* _TO DO_
Retype each entry below, keeping every character the same.

══════════════════════════════

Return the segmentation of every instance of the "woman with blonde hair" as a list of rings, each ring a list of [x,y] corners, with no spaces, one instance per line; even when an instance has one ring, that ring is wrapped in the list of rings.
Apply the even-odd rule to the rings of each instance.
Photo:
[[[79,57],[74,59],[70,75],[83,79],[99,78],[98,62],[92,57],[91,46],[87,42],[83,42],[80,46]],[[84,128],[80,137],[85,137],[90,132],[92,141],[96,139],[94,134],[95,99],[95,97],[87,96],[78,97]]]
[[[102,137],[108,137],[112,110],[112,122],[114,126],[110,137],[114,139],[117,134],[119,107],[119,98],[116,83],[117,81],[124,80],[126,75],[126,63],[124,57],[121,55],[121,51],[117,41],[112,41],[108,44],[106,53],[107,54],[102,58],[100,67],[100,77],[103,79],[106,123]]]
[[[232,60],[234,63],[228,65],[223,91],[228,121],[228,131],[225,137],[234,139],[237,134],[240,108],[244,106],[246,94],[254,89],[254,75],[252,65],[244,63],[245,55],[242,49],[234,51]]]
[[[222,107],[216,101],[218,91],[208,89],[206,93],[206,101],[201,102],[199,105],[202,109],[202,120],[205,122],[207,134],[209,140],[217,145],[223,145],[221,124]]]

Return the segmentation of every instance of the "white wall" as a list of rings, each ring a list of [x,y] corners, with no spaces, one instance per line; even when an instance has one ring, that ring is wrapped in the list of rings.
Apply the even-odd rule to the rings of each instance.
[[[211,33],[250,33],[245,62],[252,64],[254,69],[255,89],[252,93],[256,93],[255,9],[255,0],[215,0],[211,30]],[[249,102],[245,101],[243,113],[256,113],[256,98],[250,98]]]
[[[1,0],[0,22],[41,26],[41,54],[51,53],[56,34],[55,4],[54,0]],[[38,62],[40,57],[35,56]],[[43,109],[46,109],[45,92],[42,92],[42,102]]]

══════════════════════════════

* _WRITTEN REPLY_
Return the segmentation of every instance of the "woman with blonde hair" as a list of rings, each ring a list of [x,y] corners, with no spaces, one instance per line; even when an instance has one ring, that ring is wrapped in the list of rings.
Apply the even-odd rule to the rings of each instance.
Photo:
[[[79,57],[74,59],[70,75],[83,79],[99,78],[98,62],[92,57],[91,46],[87,42],[83,42],[80,46]],[[84,128],[80,137],[85,137],[90,132],[92,141],[96,139],[94,134],[95,99],[95,97],[87,96],[78,97]]]
[[[102,137],[108,137],[112,110],[112,122],[114,126],[110,137],[114,139],[117,134],[119,107],[119,98],[116,83],[117,81],[124,80],[126,75],[126,63],[124,57],[121,55],[121,51],[117,41],[112,41],[108,44],[106,53],[107,54],[102,58],[100,67],[100,77],[103,79],[106,123]]]
[[[232,60],[234,63],[228,65],[223,91],[228,121],[228,131],[225,137],[234,139],[237,134],[240,108],[244,106],[246,94],[254,89],[254,75],[252,65],[244,63],[245,55],[242,49],[234,51]]]
[[[222,107],[216,101],[218,91],[208,89],[206,93],[206,101],[201,102],[199,105],[202,109],[202,120],[205,122],[207,134],[209,140],[217,145],[223,145],[221,124]]]

Return the segmentation of every instance of the "white wall" as a list of rings, each ring a list of [x,y] corners, with no spaces, one instance per line; even when an instance has one ring, that ring is wrapped in the list of rings.
Apply the even-odd rule to the rings of each instance.
[[[211,33],[250,33],[245,62],[252,64],[254,69],[255,89],[252,93],[256,93],[255,9],[255,0],[215,0],[211,30]],[[249,102],[245,101],[243,113],[256,113],[256,98],[250,98]]]
[[[1,0],[0,22],[41,26],[41,54],[51,53],[56,34],[55,4],[54,0]],[[38,62],[40,57],[35,56]],[[43,109],[46,109],[45,92],[42,92],[42,102]]]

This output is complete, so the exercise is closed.